Repeat exactly the lines that run from the one containing "boy in denim" to the end of the data, and leave out all others.

Begin Record set

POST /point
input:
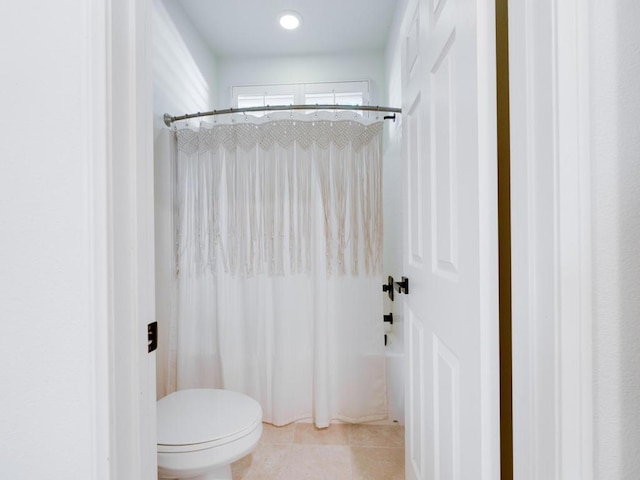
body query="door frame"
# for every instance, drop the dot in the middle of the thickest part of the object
(120, 183)
(551, 231)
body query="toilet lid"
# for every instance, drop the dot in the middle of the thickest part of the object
(189, 417)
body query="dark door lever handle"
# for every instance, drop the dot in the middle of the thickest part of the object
(388, 287)
(403, 286)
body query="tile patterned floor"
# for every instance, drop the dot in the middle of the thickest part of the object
(341, 452)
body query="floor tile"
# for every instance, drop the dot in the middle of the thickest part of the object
(335, 434)
(265, 463)
(317, 462)
(279, 435)
(377, 463)
(386, 436)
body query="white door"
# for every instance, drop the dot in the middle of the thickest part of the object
(450, 244)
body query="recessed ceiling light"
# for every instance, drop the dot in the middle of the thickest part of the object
(290, 20)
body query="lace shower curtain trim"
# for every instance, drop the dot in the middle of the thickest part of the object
(244, 195)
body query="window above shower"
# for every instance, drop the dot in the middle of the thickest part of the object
(343, 93)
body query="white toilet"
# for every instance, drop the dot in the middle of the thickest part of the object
(202, 431)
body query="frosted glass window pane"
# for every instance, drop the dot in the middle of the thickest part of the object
(278, 100)
(319, 98)
(349, 98)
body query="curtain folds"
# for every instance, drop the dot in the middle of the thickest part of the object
(278, 263)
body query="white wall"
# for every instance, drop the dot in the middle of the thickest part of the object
(302, 69)
(392, 197)
(615, 133)
(48, 414)
(184, 81)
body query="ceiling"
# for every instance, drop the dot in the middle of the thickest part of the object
(244, 28)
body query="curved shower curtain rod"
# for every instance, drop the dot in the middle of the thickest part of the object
(169, 119)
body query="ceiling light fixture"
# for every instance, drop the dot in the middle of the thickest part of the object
(290, 20)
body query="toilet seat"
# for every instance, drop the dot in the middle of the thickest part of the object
(200, 419)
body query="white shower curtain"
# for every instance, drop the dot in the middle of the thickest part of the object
(278, 257)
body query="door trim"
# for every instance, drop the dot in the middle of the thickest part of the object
(550, 185)
(120, 183)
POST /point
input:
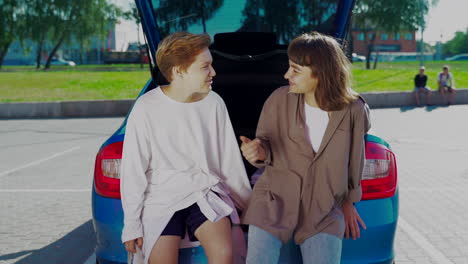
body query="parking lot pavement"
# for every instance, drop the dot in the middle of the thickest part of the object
(46, 175)
(45, 188)
(432, 152)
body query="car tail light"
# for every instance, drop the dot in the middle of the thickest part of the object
(107, 170)
(379, 178)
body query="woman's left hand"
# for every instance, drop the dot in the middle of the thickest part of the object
(352, 220)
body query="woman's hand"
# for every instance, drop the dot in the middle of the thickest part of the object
(252, 150)
(352, 220)
(130, 245)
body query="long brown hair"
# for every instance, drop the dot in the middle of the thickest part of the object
(329, 65)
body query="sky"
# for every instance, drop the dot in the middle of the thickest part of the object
(442, 21)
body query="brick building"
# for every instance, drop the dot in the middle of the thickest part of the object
(385, 42)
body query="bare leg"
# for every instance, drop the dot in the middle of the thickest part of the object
(442, 92)
(216, 241)
(451, 96)
(165, 251)
(416, 96)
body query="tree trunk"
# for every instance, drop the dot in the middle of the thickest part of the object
(202, 9)
(3, 52)
(39, 53)
(81, 51)
(376, 59)
(370, 47)
(139, 46)
(54, 50)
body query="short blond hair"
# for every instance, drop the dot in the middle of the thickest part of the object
(180, 49)
(324, 56)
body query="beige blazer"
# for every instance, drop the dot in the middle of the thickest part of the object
(300, 192)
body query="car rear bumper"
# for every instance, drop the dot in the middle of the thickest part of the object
(108, 223)
(375, 245)
(376, 242)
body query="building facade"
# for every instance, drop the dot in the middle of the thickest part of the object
(384, 42)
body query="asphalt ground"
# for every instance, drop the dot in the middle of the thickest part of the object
(46, 168)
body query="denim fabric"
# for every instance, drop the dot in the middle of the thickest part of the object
(263, 247)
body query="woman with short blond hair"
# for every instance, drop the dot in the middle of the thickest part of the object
(182, 171)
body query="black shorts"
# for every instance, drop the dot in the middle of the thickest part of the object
(187, 219)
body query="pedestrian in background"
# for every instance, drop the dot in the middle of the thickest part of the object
(446, 85)
(420, 86)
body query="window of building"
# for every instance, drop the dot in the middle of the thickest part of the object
(361, 36)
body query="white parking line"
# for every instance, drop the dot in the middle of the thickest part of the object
(38, 161)
(419, 239)
(91, 259)
(43, 190)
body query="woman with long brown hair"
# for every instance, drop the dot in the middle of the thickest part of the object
(310, 142)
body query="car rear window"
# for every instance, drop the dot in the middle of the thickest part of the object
(286, 19)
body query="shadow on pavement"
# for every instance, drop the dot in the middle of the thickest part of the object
(428, 108)
(407, 108)
(73, 248)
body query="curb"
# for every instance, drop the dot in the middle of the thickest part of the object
(114, 108)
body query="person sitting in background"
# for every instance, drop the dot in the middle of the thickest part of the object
(446, 84)
(420, 81)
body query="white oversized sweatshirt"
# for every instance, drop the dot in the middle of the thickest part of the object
(174, 155)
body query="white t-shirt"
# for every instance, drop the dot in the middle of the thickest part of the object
(446, 80)
(315, 125)
(177, 154)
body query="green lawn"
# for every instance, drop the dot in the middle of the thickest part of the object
(399, 76)
(125, 81)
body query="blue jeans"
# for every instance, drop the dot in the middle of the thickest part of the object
(263, 247)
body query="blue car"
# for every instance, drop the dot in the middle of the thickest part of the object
(250, 39)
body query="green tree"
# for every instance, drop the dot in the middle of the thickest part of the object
(11, 25)
(458, 44)
(82, 19)
(38, 21)
(388, 16)
(176, 15)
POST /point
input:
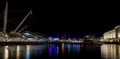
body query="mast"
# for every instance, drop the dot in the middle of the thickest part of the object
(22, 21)
(5, 18)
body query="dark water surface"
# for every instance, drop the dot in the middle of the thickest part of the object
(63, 51)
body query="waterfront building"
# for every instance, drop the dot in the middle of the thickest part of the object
(112, 35)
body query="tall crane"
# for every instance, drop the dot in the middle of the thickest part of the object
(5, 18)
(22, 29)
(22, 21)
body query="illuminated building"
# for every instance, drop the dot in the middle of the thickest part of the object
(112, 35)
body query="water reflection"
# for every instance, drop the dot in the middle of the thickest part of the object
(106, 51)
(110, 51)
(6, 52)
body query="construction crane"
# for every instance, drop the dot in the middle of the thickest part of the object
(22, 21)
(22, 29)
(5, 18)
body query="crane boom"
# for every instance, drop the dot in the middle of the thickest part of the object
(22, 29)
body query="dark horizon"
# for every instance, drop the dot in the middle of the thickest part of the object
(55, 19)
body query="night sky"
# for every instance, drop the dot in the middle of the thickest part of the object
(54, 18)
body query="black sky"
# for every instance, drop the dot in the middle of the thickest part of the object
(59, 17)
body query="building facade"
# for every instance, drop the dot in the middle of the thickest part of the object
(112, 34)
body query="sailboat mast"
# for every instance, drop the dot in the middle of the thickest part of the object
(5, 18)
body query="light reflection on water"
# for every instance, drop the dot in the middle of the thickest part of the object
(110, 51)
(106, 51)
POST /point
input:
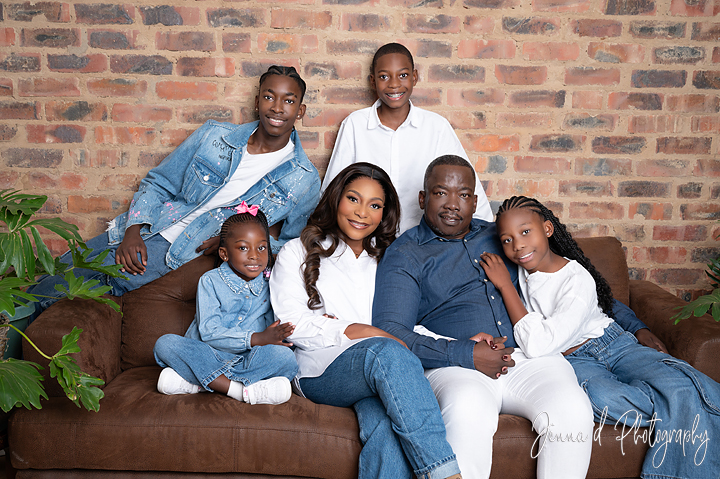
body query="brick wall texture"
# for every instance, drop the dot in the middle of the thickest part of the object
(607, 110)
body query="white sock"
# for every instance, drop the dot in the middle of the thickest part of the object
(237, 391)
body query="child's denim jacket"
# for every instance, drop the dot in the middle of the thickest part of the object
(189, 176)
(229, 309)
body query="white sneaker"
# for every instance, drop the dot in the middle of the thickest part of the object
(269, 391)
(170, 382)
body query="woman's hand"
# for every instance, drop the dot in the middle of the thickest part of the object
(273, 334)
(126, 253)
(496, 270)
(359, 330)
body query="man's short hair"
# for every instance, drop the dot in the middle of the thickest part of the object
(451, 160)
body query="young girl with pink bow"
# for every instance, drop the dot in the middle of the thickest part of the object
(233, 346)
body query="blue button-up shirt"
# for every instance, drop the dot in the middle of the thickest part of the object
(438, 283)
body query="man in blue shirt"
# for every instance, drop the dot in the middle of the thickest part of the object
(431, 277)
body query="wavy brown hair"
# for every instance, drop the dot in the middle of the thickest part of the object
(322, 224)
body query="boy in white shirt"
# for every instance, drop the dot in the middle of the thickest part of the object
(398, 136)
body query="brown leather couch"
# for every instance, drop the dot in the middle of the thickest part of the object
(140, 433)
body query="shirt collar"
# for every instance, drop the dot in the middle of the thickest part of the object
(425, 234)
(238, 285)
(413, 118)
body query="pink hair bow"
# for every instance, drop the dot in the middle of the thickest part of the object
(244, 208)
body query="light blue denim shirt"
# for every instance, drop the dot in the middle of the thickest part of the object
(189, 176)
(228, 310)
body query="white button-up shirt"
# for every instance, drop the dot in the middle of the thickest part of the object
(346, 285)
(404, 154)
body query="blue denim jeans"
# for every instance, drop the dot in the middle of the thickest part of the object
(201, 364)
(157, 248)
(400, 423)
(632, 386)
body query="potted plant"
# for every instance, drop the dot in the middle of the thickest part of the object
(23, 258)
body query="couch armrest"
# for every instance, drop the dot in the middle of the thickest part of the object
(99, 342)
(695, 340)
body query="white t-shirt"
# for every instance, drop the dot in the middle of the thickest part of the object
(563, 310)
(346, 285)
(404, 154)
(250, 170)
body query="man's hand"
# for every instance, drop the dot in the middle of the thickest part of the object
(127, 252)
(273, 334)
(647, 338)
(209, 246)
(492, 362)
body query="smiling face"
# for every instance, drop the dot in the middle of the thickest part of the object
(360, 211)
(246, 250)
(278, 105)
(394, 79)
(524, 237)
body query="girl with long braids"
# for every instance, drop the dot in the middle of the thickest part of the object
(233, 346)
(323, 282)
(567, 308)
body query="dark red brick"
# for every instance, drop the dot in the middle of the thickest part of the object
(706, 80)
(700, 211)
(596, 28)
(117, 87)
(537, 98)
(629, 7)
(705, 32)
(556, 143)
(457, 73)
(531, 25)
(75, 111)
(517, 75)
(20, 62)
(201, 114)
(659, 78)
(618, 145)
(182, 41)
(15, 110)
(585, 121)
(104, 14)
(603, 167)
(236, 42)
(113, 40)
(684, 145)
(662, 30)
(431, 23)
(232, 17)
(635, 101)
(206, 67)
(54, 12)
(170, 15)
(32, 157)
(72, 63)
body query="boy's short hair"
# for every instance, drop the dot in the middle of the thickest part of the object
(451, 160)
(288, 72)
(389, 48)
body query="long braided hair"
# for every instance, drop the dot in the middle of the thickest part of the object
(322, 224)
(563, 244)
(244, 218)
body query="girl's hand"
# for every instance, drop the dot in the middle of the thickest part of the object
(273, 334)
(496, 270)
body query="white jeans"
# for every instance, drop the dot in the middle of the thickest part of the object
(543, 390)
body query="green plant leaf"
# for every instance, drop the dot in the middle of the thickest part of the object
(20, 384)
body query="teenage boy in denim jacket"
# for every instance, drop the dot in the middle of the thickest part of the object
(176, 213)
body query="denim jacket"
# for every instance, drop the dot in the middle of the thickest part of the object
(189, 176)
(228, 310)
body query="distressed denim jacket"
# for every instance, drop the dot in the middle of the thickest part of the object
(189, 176)
(228, 310)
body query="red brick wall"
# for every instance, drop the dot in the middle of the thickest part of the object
(608, 110)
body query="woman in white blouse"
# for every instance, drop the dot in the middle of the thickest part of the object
(323, 282)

End Record set

▶ **Exercise solution**
body query="teenage boy in denim jacket"
# for every instance, drop the dot in the middle of the thickest part of the object
(176, 213)
body query="denim jacket"
# for every instance, drop the dot in the middle of the thickest part of the object
(189, 176)
(228, 310)
body query="distressed denim jacket"
# for every instance, drop the dot in the middle of the thickest part of the object
(189, 176)
(228, 310)
body query="red brick wall"
# for every instance, drop the dot in the middle of the thickest part of the object
(608, 110)
body query="woman in white blouse"
# for every instance, drop the dot in the middle of the thickest part of the object
(323, 282)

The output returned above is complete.